- **Task data**:

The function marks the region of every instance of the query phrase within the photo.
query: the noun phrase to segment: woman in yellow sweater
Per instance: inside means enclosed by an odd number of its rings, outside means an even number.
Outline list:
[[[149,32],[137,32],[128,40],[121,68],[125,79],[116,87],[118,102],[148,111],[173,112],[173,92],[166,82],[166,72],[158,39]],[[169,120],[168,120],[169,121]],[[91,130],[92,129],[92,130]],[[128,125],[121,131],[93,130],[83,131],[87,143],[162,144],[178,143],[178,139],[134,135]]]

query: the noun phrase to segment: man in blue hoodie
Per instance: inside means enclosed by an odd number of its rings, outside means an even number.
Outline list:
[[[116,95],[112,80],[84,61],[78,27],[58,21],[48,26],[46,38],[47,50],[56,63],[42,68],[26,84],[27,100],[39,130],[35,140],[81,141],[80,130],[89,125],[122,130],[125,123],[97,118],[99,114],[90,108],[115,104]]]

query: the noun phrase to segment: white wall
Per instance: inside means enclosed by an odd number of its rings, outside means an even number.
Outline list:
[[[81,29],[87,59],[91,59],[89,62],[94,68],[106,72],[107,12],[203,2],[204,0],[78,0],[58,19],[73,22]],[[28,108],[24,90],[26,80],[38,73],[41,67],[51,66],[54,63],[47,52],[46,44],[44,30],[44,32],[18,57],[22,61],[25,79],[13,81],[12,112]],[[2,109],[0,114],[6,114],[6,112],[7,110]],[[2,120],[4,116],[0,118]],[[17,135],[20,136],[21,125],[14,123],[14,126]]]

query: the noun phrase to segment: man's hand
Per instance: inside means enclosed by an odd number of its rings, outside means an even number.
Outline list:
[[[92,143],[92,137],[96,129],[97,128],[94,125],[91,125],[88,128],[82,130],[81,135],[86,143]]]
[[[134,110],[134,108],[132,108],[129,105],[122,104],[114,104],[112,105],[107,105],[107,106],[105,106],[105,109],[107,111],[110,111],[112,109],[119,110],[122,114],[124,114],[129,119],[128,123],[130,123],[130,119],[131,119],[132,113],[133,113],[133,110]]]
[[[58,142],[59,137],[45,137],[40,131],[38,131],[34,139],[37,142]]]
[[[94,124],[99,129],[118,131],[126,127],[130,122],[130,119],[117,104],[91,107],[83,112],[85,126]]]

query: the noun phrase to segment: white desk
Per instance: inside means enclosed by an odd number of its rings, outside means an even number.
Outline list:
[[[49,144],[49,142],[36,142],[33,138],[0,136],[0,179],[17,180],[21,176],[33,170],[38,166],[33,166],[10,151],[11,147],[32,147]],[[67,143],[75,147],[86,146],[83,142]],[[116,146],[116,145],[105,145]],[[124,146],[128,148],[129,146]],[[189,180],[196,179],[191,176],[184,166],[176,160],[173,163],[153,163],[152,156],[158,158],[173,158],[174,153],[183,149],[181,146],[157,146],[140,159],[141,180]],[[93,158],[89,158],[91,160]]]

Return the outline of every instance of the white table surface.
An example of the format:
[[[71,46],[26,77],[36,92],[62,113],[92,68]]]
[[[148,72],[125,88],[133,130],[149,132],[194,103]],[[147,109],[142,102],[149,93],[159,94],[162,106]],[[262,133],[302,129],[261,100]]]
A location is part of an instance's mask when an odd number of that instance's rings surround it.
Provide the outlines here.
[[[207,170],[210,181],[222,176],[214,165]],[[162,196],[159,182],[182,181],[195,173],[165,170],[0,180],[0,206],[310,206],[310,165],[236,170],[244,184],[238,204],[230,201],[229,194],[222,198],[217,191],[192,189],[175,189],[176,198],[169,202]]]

- **Task brief**: Your task is to quote the listing above word for word.

- **Worked answer**:
The function marks the region of every instance of the query phrase within the photo.
query: the noun phrase to segment: woman in yellow sweater
Per instance: inside means enclosed by an odd number of its rings, outside means an even number.
Outline list:
[[[149,32],[137,32],[128,40],[121,68],[125,79],[116,87],[118,102],[148,111],[173,112],[173,92],[166,82],[166,72],[158,39]],[[169,120],[168,120],[169,121]],[[91,130],[92,129],[92,130]],[[128,125],[121,131],[93,130],[83,131],[87,143],[162,144],[178,143],[178,139],[134,135]]]

query: the noun phrase to segment: man in blue hoodie
Per instance: inside means enclosed by an odd number of its rings, outside means an even number.
Outline list:
[[[116,95],[112,80],[84,61],[78,27],[58,21],[48,26],[46,38],[47,50],[56,63],[42,68],[26,84],[27,100],[39,130],[35,140],[81,141],[80,130],[89,125],[122,130],[125,123],[97,118],[99,114],[90,108],[115,104]]]

query: the noun phrase to segment: white wall
Per instance: inside means enclosed by an odd number of its rings, outside means an even number.
Outline list:
[[[81,29],[87,59],[91,59],[89,62],[94,68],[106,72],[107,12],[203,2],[204,0],[78,0],[58,19],[73,22]],[[28,108],[24,90],[26,80],[38,73],[41,67],[51,66],[54,63],[47,52],[46,44],[44,30],[44,32],[18,57],[22,61],[25,79],[13,81],[12,112]],[[2,109],[0,114],[6,114],[6,112],[7,110]],[[2,120],[4,116],[0,118]],[[17,135],[20,136],[21,125],[14,123],[14,126]]]

query: the noun phrase to segment: man's hand
Per instance: inside means enclosed by an odd number of its rings, outside means an even number.
Outline list:
[[[92,143],[92,137],[96,129],[97,128],[94,125],[91,125],[88,128],[82,130],[81,135],[86,143]]]
[[[134,110],[134,108],[132,108],[129,105],[122,104],[114,104],[112,105],[107,105],[107,106],[105,106],[105,109],[107,111],[110,111],[112,109],[119,110],[122,114],[124,114],[129,119],[128,123],[130,123],[130,119],[131,119],[132,113],[133,113],[133,110]]]
[[[58,142],[59,137],[45,137],[40,131],[38,131],[34,139],[37,142]]]
[[[94,124],[99,129],[118,131],[126,127],[130,122],[130,119],[117,104],[91,107],[83,112],[85,126]]]

query: the noun phrase to segment: white desk
Per instance: inside means enclosed by an odd number of its rings, outside means an even number.
Outline list:
[[[49,144],[49,142],[36,142],[33,138],[0,136],[0,179],[17,180],[21,176],[33,170],[38,166],[33,166],[10,151],[11,147],[32,147]],[[67,143],[75,147],[86,146],[83,142]],[[116,146],[116,145],[105,145]],[[124,146],[128,148],[129,146]],[[189,180],[196,179],[191,176],[184,166],[176,160],[173,163],[153,163],[152,156],[158,158],[173,158],[174,153],[183,149],[181,146],[157,146],[140,159],[141,180]],[[93,158],[89,158],[91,160]]]

Return the outline of every instance of the white table surface.
An example of the format:
[[[71,46],[26,77],[36,92],[62,113],[92,68]]]
[[[148,72],[125,88],[133,130],[149,132],[194,103]],[[147,109],[142,102],[149,93],[159,94],[162,106]],[[262,133],[302,129],[261,100]]]
A location is part of an instance's mask when an odd number of that instance's rings surround it.
Provide the outlines here.
[[[207,170],[210,181],[222,176],[214,165]],[[162,196],[159,182],[182,181],[195,173],[165,170],[0,180],[0,206],[310,206],[310,165],[236,170],[244,184],[238,204],[230,201],[229,194],[222,198],[217,191],[192,189],[175,189],[176,198],[169,202]]]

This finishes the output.